TASK DIRECTIONS: The answer is every line in the data below that contains the word "windshield".

(Items from a dataset)
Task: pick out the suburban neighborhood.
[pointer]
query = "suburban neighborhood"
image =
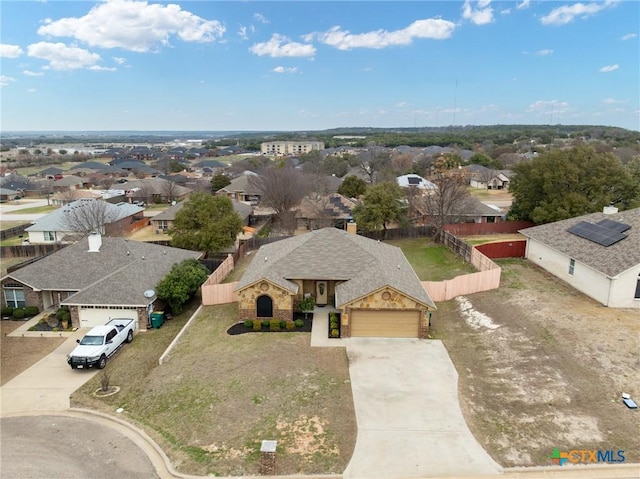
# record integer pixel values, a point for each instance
(338, 292)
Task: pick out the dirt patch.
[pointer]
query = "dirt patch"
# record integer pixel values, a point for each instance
(542, 366)
(18, 354)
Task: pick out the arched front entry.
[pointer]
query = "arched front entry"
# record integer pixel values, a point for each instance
(264, 306)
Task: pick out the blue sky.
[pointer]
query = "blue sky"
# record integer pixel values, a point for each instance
(310, 65)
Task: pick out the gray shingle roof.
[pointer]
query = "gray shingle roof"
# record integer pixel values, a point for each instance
(56, 221)
(363, 264)
(611, 260)
(116, 275)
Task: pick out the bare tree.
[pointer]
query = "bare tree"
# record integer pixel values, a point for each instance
(445, 204)
(170, 190)
(373, 160)
(281, 189)
(87, 216)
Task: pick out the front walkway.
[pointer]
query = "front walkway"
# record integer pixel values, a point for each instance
(405, 393)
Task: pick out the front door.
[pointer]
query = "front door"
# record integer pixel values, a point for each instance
(321, 293)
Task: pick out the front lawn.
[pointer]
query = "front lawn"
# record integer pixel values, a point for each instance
(216, 397)
(432, 261)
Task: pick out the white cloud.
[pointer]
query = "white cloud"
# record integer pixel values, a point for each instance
(285, 69)
(480, 16)
(548, 106)
(135, 26)
(434, 28)
(5, 80)
(63, 57)
(258, 17)
(567, 13)
(10, 51)
(609, 68)
(613, 101)
(281, 46)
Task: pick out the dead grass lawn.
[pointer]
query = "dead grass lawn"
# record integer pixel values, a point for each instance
(218, 396)
(543, 367)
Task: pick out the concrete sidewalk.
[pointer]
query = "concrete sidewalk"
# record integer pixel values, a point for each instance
(410, 425)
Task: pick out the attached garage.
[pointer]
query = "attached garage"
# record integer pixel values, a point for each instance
(386, 323)
(91, 317)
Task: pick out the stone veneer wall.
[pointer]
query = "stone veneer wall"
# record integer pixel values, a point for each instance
(282, 300)
(385, 298)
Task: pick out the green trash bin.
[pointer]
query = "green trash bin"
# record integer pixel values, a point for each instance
(157, 319)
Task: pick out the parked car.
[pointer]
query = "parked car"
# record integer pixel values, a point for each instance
(101, 343)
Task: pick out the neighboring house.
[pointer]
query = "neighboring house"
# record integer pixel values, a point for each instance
(485, 178)
(329, 210)
(7, 194)
(57, 227)
(241, 189)
(371, 284)
(284, 148)
(597, 254)
(67, 183)
(163, 222)
(97, 278)
(415, 181)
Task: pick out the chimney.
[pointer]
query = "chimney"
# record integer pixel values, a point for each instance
(95, 241)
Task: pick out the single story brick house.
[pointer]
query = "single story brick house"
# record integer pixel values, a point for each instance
(97, 279)
(370, 283)
(597, 254)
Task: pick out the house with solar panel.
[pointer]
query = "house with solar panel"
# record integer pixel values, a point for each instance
(597, 254)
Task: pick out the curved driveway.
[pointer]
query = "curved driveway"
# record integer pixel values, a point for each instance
(405, 393)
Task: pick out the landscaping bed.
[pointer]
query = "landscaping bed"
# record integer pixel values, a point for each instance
(217, 396)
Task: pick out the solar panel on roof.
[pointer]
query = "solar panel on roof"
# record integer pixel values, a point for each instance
(596, 233)
(614, 225)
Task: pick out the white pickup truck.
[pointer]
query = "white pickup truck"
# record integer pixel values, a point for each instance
(101, 343)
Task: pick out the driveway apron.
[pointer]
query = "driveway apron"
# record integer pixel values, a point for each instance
(47, 385)
(409, 419)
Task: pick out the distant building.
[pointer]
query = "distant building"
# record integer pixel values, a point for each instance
(284, 148)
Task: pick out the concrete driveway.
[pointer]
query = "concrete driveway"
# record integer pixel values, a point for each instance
(47, 385)
(409, 419)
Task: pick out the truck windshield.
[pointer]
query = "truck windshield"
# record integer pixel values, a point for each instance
(92, 340)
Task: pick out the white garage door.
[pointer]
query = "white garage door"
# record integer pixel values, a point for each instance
(90, 317)
(387, 323)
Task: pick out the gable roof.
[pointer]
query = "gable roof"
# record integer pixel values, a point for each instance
(365, 265)
(117, 274)
(610, 260)
(56, 220)
(242, 209)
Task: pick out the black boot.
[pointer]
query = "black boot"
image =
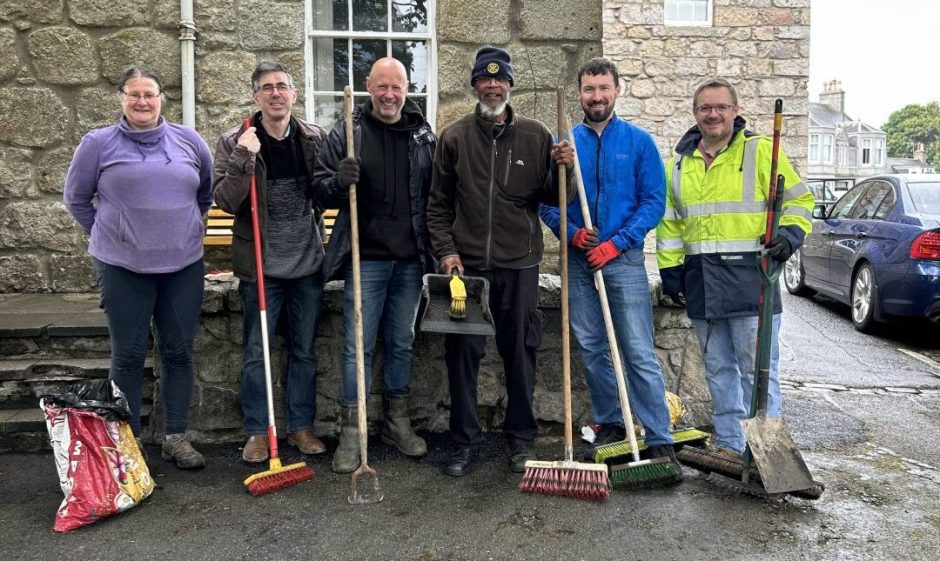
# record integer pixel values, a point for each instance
(397, 428)
(346, 456)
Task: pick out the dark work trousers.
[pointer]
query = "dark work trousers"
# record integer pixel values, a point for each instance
(173, 300)
(514, 304)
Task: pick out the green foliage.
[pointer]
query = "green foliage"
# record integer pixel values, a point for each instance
(914, 123)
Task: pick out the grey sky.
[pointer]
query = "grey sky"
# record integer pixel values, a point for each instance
(885, 52)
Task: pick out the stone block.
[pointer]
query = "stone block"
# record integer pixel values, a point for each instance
(271, 26)
(157, 50)
(33, 117)
(21, 273)
(8, 58)
(39, 223)
(570, 19)
(71, 272)
(105, 13)
(63, 55)
(50, 173)
(736, 17)
(14, 172)
(97, 107)
(225, 77)
(474, 21)
(38, 11)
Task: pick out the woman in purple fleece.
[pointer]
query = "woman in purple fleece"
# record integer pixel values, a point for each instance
(152, 180)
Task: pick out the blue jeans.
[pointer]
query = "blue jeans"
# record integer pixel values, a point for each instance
(391, 292)
(729, 347)
(632, 312)
(301, 299)
(173, 300)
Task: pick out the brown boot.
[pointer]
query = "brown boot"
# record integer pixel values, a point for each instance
(306, 442)
(256, 449)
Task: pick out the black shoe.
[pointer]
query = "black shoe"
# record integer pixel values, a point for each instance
(458, 464)
(609, 433)
(663, 451)
(518, 456)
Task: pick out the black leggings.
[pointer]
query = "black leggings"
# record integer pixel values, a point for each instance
(173, 300)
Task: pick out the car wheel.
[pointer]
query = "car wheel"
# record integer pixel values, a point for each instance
(864, 299)
(794, 278)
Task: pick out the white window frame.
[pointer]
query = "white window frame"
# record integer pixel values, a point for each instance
(709, 10)
(826, 148)
(814, 148)
(311, 34)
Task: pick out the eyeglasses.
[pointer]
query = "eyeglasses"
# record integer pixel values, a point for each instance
(281, 87)
(135, 97)
(707, 109)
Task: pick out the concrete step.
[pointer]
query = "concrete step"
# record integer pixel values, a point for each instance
(23, 381)
(23, 429)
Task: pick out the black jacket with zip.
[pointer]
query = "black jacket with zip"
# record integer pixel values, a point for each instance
(232, 170)
(420, 153)
(486, 190)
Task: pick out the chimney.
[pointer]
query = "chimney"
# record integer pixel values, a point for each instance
(833, 96)
(920, 154)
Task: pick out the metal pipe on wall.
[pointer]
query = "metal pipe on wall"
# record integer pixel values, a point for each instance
(187, 27)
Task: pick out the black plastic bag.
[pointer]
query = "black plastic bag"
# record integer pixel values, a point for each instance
(99, 396)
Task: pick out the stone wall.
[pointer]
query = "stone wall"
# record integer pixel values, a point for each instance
(215, 414)
(761, 46)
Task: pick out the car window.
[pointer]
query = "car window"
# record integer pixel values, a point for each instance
(926, 197)
(867, 204)
(887, 203)
(845, 204)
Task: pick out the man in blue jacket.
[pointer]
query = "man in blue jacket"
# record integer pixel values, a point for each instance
(623, 179)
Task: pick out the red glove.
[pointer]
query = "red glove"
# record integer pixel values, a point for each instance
(585, 239)
(602, 255)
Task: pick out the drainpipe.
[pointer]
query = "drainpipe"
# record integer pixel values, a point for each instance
(187, 29)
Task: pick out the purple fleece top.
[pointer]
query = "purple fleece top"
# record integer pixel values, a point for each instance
(153, 188)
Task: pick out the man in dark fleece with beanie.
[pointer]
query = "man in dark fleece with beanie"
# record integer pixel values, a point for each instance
(492, 168)
(392, 173)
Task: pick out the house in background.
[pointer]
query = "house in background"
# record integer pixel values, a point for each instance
(917, 164)
(841, 149)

THE COMPLETED TASK:
Task: pick out the truck windshield.
query = "truck windshield"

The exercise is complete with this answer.